▸ PROBLEMS:
1. In the passage on electric road system costs, what is the assumed battery cost per kWh after 2020?
2. Print the records from the line that contains "Return one point per instance of the metal" up to and including the last line of the records.

▸ PAGE:
====================

Similarly, 1 EUR was assumed to be have an exchange rate of 9 SEK.

 Cost of battery in 2015 is assumed to be 350 USD/kWh and battery prices in the future (after 2020) as 120 USD/kWh.

 The real interest rate has been assumed to be 4 % when using the fixed-rate mortgage method as used by Sweco and the Swedish Transport Administration [17].

1.5.1 Model 1 – World

This model was developed with the aim to get a general idea about which countries and regions in the world that are the most attractive for ERS solutions. The main questions that the model targeted to answer were: If a full-scale implementation of ERS was performed globally in combination with electric vehicles, which countries would currently be the most appealing from primarily an economic standpoint. Also, comparing the cost of implementing a full-scale ERS for passenger cars against the cost of converting all passenger cars to pure battery electric cars, which alternative would be the most economically beneficial? To be able to answer these questions a number of additional assumptions were found necessary to be made and the most important of these are presented below. Specific assumptions for each submodel are reported under subheadings.

====================

▸ MATERIAL FOR THIS EXERCISE:
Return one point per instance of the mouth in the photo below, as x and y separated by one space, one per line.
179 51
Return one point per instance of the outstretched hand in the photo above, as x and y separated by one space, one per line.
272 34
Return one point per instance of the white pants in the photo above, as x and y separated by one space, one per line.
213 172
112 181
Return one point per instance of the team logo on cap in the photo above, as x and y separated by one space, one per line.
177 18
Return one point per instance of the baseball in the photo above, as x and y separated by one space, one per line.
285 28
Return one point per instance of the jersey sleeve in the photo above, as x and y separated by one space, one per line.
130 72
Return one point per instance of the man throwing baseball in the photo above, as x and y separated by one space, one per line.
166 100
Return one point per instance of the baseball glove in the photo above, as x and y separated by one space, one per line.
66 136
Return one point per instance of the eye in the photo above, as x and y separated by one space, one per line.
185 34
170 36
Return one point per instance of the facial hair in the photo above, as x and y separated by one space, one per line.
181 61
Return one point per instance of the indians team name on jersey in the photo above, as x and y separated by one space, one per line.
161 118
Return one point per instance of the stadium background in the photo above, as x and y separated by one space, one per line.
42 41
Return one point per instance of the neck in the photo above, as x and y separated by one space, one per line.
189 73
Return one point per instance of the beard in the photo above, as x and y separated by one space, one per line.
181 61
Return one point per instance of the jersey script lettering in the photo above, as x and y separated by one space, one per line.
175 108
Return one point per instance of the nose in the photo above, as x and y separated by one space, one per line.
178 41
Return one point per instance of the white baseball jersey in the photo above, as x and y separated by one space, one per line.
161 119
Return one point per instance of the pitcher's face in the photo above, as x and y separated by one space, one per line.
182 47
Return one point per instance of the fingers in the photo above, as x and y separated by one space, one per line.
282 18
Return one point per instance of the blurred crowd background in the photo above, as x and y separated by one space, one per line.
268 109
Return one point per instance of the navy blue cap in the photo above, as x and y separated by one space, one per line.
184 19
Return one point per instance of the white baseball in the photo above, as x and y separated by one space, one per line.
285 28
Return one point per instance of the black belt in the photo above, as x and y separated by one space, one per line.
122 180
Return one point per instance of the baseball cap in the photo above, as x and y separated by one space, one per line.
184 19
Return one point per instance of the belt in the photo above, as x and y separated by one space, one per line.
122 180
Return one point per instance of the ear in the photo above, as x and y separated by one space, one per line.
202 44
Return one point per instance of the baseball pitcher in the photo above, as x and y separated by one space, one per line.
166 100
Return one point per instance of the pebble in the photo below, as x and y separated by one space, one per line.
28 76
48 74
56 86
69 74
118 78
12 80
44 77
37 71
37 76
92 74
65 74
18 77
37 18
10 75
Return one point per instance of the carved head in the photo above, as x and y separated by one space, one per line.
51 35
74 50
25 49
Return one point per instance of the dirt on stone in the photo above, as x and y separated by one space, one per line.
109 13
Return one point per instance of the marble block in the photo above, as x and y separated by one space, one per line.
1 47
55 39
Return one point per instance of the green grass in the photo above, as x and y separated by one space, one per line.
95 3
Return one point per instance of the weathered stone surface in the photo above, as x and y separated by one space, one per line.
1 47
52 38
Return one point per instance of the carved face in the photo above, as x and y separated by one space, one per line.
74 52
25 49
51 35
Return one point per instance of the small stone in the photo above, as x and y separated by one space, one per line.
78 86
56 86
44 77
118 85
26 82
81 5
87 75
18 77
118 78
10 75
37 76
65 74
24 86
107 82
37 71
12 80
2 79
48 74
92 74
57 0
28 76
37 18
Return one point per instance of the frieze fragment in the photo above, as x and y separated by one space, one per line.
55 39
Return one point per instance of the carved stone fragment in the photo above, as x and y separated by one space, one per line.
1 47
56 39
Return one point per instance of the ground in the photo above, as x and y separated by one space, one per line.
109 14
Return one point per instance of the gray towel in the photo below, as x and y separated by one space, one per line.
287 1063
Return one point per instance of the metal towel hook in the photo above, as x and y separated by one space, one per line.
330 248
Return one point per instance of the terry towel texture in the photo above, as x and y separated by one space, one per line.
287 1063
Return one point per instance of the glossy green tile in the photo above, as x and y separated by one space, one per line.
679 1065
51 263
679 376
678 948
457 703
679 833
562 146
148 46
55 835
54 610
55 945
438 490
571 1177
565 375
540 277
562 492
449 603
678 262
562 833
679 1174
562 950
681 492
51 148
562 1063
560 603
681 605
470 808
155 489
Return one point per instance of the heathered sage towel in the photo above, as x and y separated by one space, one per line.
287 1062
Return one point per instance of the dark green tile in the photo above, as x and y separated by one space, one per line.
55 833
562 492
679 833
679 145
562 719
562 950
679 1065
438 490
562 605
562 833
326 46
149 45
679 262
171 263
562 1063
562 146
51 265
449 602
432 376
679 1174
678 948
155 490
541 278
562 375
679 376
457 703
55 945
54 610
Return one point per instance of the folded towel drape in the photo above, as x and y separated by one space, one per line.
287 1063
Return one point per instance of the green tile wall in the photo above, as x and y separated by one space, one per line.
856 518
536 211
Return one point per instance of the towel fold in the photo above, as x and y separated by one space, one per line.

====================

▸ THE ANSWERS:
1. 120 USD/kWh

2.
Return one point per instance of the metal towel hook in the photo above, as x and y separated by one space, one per line.
330 248
Return one point per instance of the terry towel texture in the photo above, as x and y separated by one space, one per line.
287 1063
Return one point per instance of the glossy green tile in the photo above, as x and y separated by one space, one per line.
679 1065
51 263
679 376
678 948
457 703
679 833
562 146
148 46
55 835
54 610
55 945
438 490
571 1177
565 375
540 277
562 492
449 603
678 262
562 833
679 1174
562 950
681 492
51 148
562 1063
560 603
681 605
470 808
155 489
Return one point per instance of the heathered sage towel in the photo above, as x and y separated by one space, one per line.
287 1062
Return one point per instance of the dark green tile in the photo above, as x and y separated by one space, one per line.
55 833
562 492
679 833
679 145
562 719
562 950
679 1065
438 490
562 605
562 833
326 46
149 45
679 262
171 263
562 1063
562 146
51 265
449 602
432 376
679 1174
678 948
155 490
541 278
562 375
679 376
457 703
55 945
54 610
Return one point per instance of the folded towel drape in the photo above, as x and y separated by one space, one per line.
287 1063
Return one point per instance of the green tile wall in the photo above, as x and y separated by one space, one per line.
856 518
536 211
Return one point per instance of the towel fold in the photo above, as x and y separated by one space, one per line.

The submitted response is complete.